• **TASKS FOR THIS EXERCISE**:
1 – According to the page on customizing Buckaroo, what happens on every call to add_command?
2 – Copy out the part of the page on customizing Buckaroo that begins at "# Customizing Buckaroo" and ends after "configured through interfaces.".

• **TEXT PASSAGE**:
┌──

# Customizing Buckaroo
Buckaroo consists of
* The BuckarooWidget which coordinates updates to the frontend, management of analysis, the lowcode UI, and auto_cleaning functionality.
* The frontend JS Table - handles display of dataframes, configured through interfaces.
* The pluggable analysis framework which orders execution of customized analysis objects, and handles catching errors along with error reporting.
* User supplied analyis objects, these operate on the dataframes to build the summary stats table, and configure the frontend display


## Adding a Command to the Low Code UI

In [None]:
import numpy as np
import pandas as pd
import buckaroo

In [None]:
df = pd.read_csv("https://s3.amazonaws.com/tripdata/201401-citibike-tripdata.zip")
w = buckaroo.BuckarooWidget(df[:500], showCommands=True, auto_clean=False) #turning autoType=False to reduce clutter in the operations
w

In [None]:
from buckaroo.customizations.all_transforms import Command
from buckaroo.jlisp.lispy import s
#Here we start adding commands to the Buckaroo Widget.  Every call to add_command replaces a command with the same name
@w.add_command
class GroupBy3(Command):
    command_default = [s("groupby3"), s('df'), 'col', {}]
    command_pattern = [[3, 'colMap', 'colEnum', ['null', 'sum', 'mean', 'median', 'count']]]
    @staticmethod 
    def transform(df, col, col_spec):
        grps = df.groupby(col)
        
        df_contents = {}
        for k, v in col_spec.items():
            if v == "sum":
                df_contents[k] = grps[k].apply(lambda x: x.sum())
            elif v == "mean":
                df_contents[k] = grps[k].apply(lambda x: x.mean())

└──

• **PROVIDED RECORDS**:
┌──

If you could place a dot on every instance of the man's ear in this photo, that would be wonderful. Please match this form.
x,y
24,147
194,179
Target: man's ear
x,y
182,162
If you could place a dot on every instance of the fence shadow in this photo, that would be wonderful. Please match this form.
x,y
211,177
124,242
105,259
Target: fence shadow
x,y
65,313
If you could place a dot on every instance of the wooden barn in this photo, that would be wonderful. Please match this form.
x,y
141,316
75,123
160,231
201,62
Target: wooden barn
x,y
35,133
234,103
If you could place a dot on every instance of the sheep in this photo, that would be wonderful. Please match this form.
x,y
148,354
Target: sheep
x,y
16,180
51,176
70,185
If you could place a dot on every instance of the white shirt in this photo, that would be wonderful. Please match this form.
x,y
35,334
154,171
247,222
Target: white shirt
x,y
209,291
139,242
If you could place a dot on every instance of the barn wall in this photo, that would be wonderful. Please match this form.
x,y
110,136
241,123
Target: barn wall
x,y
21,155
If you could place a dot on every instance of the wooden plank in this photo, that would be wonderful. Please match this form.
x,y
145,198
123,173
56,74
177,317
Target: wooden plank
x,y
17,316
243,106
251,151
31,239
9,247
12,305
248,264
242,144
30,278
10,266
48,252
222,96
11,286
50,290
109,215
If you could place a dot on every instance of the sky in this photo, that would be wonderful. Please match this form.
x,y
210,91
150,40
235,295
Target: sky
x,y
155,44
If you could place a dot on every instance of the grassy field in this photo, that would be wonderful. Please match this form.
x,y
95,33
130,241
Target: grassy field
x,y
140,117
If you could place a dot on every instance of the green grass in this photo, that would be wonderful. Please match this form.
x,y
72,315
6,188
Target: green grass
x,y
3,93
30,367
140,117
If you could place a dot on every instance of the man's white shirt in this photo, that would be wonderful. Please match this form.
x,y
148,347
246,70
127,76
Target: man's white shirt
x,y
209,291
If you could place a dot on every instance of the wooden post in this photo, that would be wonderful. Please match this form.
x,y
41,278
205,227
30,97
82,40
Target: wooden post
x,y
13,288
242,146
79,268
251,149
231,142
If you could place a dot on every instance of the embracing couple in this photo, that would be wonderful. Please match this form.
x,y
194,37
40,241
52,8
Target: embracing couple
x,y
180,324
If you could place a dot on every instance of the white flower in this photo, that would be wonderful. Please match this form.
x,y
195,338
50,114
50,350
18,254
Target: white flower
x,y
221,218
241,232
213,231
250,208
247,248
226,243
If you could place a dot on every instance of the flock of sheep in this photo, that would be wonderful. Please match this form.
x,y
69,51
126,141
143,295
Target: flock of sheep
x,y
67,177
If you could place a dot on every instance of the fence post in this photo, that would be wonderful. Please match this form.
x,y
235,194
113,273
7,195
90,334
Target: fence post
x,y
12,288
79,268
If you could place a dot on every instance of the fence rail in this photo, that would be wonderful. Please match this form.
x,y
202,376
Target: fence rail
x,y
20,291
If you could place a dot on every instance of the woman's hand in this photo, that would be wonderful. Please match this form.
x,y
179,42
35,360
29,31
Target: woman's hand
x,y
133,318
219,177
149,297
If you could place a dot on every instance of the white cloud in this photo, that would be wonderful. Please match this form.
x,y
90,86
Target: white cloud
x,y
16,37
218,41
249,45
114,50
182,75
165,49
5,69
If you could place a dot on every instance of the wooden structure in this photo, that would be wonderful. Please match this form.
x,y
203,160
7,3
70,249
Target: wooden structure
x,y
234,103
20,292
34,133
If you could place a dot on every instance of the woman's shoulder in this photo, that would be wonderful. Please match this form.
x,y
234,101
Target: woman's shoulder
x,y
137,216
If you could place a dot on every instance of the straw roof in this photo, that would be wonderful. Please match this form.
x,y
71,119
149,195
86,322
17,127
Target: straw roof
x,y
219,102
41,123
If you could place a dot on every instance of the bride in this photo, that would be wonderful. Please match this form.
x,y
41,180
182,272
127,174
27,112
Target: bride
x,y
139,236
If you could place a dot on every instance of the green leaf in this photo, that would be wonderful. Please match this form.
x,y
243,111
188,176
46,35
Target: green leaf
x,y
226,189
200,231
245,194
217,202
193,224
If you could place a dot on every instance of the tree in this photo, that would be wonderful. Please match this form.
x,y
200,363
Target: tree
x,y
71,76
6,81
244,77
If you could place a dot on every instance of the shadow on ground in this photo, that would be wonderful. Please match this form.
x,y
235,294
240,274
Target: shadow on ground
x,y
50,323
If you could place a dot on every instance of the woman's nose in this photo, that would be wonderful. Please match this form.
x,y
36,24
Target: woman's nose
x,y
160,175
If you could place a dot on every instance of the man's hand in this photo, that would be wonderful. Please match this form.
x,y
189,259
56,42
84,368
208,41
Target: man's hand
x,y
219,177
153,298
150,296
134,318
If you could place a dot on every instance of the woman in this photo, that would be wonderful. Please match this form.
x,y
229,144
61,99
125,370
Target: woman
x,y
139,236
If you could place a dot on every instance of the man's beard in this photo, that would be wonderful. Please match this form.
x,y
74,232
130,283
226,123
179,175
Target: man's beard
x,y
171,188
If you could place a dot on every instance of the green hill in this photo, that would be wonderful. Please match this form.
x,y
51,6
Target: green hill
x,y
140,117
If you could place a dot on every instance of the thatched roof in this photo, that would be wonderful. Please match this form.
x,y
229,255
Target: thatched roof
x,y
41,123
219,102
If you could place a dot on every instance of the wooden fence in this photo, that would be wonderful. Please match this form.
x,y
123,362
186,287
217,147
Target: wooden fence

└──

• **EXPECTED RESPONSES**:
1 – It replaces a command with the same name.

2 –
# Customizing Buckaroo
Buckaroo consists of
* The BuckarooWidget which coordinates updates to the frontend, management of analysis, the lowcode UI, and auto_cleaning functionality.
* The frontend JS Table - handles display of dataframes, configured through interfaces.